__Task directions__
Output the whole listing below exactly, omitting the images.
^^^^^^^^^^^^^^^^
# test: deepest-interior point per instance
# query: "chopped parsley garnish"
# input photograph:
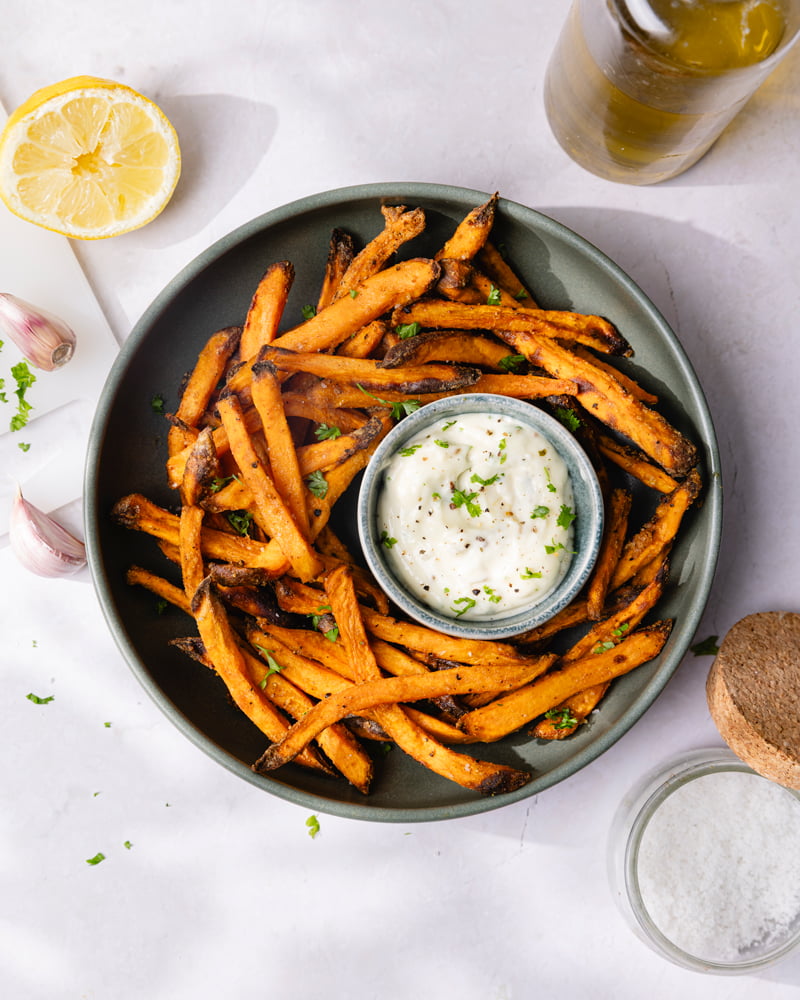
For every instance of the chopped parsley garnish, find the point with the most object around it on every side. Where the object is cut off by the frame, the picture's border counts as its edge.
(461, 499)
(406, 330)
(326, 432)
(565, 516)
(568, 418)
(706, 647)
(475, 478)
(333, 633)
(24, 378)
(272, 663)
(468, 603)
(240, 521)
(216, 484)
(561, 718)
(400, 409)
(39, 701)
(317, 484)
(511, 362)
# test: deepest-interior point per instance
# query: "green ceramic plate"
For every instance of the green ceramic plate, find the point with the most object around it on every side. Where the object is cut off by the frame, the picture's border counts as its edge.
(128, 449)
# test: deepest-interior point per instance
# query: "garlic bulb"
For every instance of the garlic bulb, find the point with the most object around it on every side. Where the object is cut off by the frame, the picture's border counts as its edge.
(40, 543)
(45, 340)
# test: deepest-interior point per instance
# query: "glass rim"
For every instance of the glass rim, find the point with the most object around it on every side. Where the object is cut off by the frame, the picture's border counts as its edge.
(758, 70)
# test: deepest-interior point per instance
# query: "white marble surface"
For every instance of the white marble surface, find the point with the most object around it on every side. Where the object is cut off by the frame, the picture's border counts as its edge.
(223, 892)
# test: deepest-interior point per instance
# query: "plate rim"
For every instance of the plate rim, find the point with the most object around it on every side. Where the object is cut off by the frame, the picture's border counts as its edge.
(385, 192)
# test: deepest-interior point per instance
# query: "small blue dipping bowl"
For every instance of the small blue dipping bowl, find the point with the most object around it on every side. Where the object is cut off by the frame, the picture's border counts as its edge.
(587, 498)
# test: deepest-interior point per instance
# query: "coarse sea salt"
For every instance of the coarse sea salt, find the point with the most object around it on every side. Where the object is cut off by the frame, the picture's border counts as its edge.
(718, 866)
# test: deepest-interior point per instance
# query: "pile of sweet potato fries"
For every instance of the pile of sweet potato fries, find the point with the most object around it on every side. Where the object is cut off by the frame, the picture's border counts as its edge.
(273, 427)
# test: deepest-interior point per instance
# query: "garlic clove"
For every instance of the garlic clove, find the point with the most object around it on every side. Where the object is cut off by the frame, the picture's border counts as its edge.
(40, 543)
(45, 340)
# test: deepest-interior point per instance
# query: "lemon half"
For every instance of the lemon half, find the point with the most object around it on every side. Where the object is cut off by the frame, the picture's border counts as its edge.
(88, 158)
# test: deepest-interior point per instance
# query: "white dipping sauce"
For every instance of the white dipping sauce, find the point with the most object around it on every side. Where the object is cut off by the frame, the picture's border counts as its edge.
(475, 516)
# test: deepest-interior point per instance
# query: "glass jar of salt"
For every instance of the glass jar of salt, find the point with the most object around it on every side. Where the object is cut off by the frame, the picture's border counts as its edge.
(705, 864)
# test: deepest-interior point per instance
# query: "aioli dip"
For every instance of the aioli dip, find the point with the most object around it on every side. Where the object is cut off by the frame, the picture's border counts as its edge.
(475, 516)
^^^^^^^^^^^^^^^^
__Your response__
# test: deepest-interior point per instance
# query: "chopped parsley garnish"
# input photograph:
For every instance of the chopped parsley garnish, find the point with the most object around it on every side. Where the object is cut off by the frame, the picture's border counts as its edge.
(461, 499)
(406, 330)
(326, 432)
(565, 516)
(568, 418)
(706, 647)
(475, 478)
(333, 633)
(24, 378)
(272, 663)
(468, 603)
(240, 521)
(216, 484)
(561, 718)
(400, 409)
(39, 701)
(317, 484)
(511, 362)
# test: deepest-interior point per instance
# query: "green ceramic plate"
For every instance of the green ceramic plate, find the point with the most object around it on every side. Where the object is cut off by the frame, the picture's border counts as its edge.
(128, 449)
# test: deepest-interior point per instance
# query: "garlic bulb"
For every instance of the garlic bulb, find the point with the most object around it on every side. Where the object is cut off by the frame, the picture's border counts as its edge.
(40, 543)
(45, 340)
# test: deepest-interior point per instance
# query: "glass rim"
For every instance of the glass rim, find the point with the most object around it on every side. Where the object is cut off by the frame, the picture's border counts as its edge.
(758, 70)
# test: deepest-interior point per instance
# query: "white marble surface"
For every instance of the white marble surface, find the point with the most object around it on every side. Where the object is cut off by the frame, the picture's border counts as its edge.
(223, 892)
# test: deepest-interior point per instance
# query: "plate rim"
For every instance of the plate rim, find the point with the most object around it on every side. Where the object is cut off by the frame, the picture's border counts as its edge.
(385, 192)
# test: deepest-interior point per instance
# query: "small blue dipping bowl"
For every instance of the small blue dipping bowl, find the point with the most object around it on every side. Where the object is cut off by the frame, the picture's border counts as its edge.
(587, 498)
# test: deepest-interior point per instance
# query: "coarse sea salt"
For every instance of the coarse sea salt, find the point with the most object around it on every side. Where the object is cut off by the frame, the picture's border counts as its edge.
(718, 866)
# test: deepest-interior point per instance
# query: "pile of sweet potato fries"
For every instance of the pile of sweet potato fries, find the point with the most object around it on every side. Where the object is cut off by the frame, the picture's border counts as its edge.
(273, 427)
# test: deepest-interior point per instance
# query: "garlic clove"
For every instance of the garlic clove, find the point with the most object around it on every side. Where the object is cut off by the frame, the picture's border counts as its edge.
(40, 543)
(45, 340)
# test: deepest-interior point per instance
# query: "lemon half"
For every instance of the lemon half, find the point with the most object around it on every side. Where the object is cut off by the frame, the picture's border counts as its edge.
(88, 158)
# test: deepest-interior point per instance
# query: "white dipping sauce"
For every instance of the white dipping sauce, find the point with the most object around it on every side. Where the object is cut off by the frame, the picture's border counts as its edge.
(475, 516)
# test: deepest-interior point per instance
# query: "glass jar of salt"
For every instance of the glass jar of salt, find the point with the most object around it on every side. Where the object is cut off by the frame, the picture's border counts as its edge.
(705, 864)
# test: deepest-interior point per instance
# query: "aioli dip"
For every instance of the aioli dip, find the point with the most object around it on every side. Where the object is cut off by the frame, the picture's border counts as its edge.
(475, 516)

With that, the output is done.